🤖 AI Summary
This study addresses the challenge of predicting clinically meaningful postoperative improvement in chronic rhinosinusitis patients using preoperative structured clinical data, with the goal of avoiding ineffective surgeries. We present the first systematic comparison between supervised learning models—logistic regression, tree ensembles, and multilayer perceptrons—and leading generative AI systems (ChatGPT, Claude, Gemini, Perplexity) on a real-world clinical decision task, using identical structured inputs and constraining outputs to binary recommendations with confidence scores. The best-performing multilayer perceptron achieved 85% accuracy, demonstrating superior calibration and net benefit on decision curve analysis compared to all generative AI models. Although generative AI exhibited suboptimal predictive performance, its reasoning aligned closely with clinical expertise and feature importance rankings. We propose an interpretable clinical workflow that prioritizes machine learning for prediction while leveraging generative AI for explanatory support, offering a novel paradigm for precision preoperative assessment.

RECORDED INFORMATION:
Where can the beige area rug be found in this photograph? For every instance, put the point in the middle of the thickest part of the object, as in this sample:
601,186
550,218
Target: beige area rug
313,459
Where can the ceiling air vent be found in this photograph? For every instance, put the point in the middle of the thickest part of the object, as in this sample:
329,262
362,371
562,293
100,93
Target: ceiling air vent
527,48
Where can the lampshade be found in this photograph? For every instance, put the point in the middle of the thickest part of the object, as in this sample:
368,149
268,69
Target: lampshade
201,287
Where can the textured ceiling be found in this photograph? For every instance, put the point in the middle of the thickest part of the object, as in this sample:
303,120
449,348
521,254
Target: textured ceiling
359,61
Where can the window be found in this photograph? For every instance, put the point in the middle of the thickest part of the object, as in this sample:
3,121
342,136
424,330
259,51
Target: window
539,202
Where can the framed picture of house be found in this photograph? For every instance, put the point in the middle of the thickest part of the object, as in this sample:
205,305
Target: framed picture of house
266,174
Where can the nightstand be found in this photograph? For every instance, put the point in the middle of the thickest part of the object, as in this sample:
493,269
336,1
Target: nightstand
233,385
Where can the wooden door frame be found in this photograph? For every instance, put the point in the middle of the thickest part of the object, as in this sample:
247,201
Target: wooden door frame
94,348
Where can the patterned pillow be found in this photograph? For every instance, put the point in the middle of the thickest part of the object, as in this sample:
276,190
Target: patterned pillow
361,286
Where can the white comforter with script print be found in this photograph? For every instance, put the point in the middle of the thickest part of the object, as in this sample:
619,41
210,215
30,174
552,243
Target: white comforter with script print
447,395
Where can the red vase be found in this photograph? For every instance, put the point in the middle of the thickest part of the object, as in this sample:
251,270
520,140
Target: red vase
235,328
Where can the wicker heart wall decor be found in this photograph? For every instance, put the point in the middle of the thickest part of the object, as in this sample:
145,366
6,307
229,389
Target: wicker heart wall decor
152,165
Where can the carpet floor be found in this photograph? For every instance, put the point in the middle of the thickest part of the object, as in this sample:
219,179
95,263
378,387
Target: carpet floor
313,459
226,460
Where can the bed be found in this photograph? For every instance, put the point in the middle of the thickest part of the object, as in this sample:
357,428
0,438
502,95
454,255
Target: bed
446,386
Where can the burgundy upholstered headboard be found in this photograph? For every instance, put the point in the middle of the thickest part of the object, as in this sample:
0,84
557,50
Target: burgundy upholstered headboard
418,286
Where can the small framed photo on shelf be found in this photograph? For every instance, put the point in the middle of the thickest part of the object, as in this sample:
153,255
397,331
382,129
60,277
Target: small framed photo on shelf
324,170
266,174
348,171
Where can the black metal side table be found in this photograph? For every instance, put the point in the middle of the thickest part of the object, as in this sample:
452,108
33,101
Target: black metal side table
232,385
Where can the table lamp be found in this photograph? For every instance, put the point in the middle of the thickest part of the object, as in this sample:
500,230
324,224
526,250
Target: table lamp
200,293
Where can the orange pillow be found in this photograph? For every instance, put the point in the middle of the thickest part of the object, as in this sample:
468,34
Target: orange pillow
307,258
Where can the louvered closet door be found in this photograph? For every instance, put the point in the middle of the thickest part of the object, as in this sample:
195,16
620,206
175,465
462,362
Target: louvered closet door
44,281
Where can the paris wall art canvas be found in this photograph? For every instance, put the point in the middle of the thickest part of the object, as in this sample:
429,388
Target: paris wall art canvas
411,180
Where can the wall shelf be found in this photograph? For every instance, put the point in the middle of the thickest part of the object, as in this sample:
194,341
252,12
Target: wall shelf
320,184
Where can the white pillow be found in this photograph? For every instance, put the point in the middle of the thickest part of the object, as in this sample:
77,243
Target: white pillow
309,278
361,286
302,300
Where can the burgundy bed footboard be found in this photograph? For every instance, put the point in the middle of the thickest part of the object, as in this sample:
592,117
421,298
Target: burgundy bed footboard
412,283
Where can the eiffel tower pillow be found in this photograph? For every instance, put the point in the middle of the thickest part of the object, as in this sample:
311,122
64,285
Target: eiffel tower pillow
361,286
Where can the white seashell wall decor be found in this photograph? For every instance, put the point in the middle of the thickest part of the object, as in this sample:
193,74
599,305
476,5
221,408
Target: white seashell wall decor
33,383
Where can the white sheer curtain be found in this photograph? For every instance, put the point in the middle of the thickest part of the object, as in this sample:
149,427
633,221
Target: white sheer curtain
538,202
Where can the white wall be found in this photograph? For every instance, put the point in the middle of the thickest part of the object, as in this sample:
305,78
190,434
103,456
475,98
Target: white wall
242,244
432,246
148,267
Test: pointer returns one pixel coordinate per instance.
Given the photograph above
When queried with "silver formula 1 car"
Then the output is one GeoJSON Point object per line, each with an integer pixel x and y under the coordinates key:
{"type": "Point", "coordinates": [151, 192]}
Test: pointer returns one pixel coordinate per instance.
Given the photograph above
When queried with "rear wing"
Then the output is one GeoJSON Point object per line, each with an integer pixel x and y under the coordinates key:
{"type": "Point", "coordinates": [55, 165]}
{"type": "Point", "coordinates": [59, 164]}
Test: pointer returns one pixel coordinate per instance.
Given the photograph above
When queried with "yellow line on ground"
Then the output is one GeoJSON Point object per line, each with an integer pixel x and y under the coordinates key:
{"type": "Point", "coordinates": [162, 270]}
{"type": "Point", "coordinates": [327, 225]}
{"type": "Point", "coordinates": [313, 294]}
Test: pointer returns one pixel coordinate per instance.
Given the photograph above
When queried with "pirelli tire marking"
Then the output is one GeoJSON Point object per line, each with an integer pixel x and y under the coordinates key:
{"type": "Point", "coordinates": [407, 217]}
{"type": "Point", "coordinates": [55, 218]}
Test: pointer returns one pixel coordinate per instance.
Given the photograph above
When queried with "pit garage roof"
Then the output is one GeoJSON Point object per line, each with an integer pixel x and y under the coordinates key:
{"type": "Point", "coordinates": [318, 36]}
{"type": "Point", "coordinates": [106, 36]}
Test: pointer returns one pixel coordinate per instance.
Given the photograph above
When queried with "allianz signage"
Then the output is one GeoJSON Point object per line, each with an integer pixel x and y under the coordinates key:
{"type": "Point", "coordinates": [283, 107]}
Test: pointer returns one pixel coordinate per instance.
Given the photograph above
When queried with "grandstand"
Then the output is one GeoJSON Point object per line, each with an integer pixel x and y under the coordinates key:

EXERCISES TO COMPLETE:
A. Answer these questions from the rhinosinusitis study summary:
(i) Which generative AI systems were compared with the supervised learning models?
(ii) What accuracy did the best-performing multilayer perceptron reach?
(iii) In the proposed clinical workflow, what is generative AI used for?
B. Carry on the rhinosinusitis study summary, picking up after its final sentence.
None of the records is needed here.

TASK ANSWERS:
A.
(i) ChatGPT, Claude, Gemini and Perplexity.
(ii) 85%.
(iii) Explanatory support, while machine learning is prioritized for prediction.

B.
📝 Abstract
Artificial intelligence has reshaped medical imaging, yet the use of AI on clinical data for prospective decision support remains limited. We study pre-operative prediction of clinically meaningful improvement in chronic rhinosinusitis (CRS), defining success as a more than 8.9-point reduction in SNOT-22 at 6 months (MCID). In a prospectively collected cohort where all patients underwent surgery, we ask whether models using only pre-operative clinical data could have identified those who would have poor outcomes, i.e. those who should have avoided surgery. We benchmark supervised ML (logistic regression, tree ensembles, and an in-house MLP) against generative AI (ChatGPT, Claude, Gemini, Perplexity), giving each the same structured inputs and constraining outputs to binary recommendations with confidence. Our best ML model (MLP) achieves 85 % accuracy with superior calibration and decision-curve net benefit. GenAI models underperform on discrimination and calibration across zero-shot setting. Notably, GenAI justifications align with clinician heuristics and the MLP's feature importance, repeatedly highlighting baseline SNOT-22, CT/endoscopy severity, polyp phenotype, and physchology/pain comorbidities. We provide a reproducible tabular-to-GenAI evaluation protocol and subgroup analyses. Findings support an ML-first, GenAI- augmented workflow: deploy calibrated ML for primary triage of surgical candidacy, with GenAI as an explainer to enhance transparency and shared decision-making.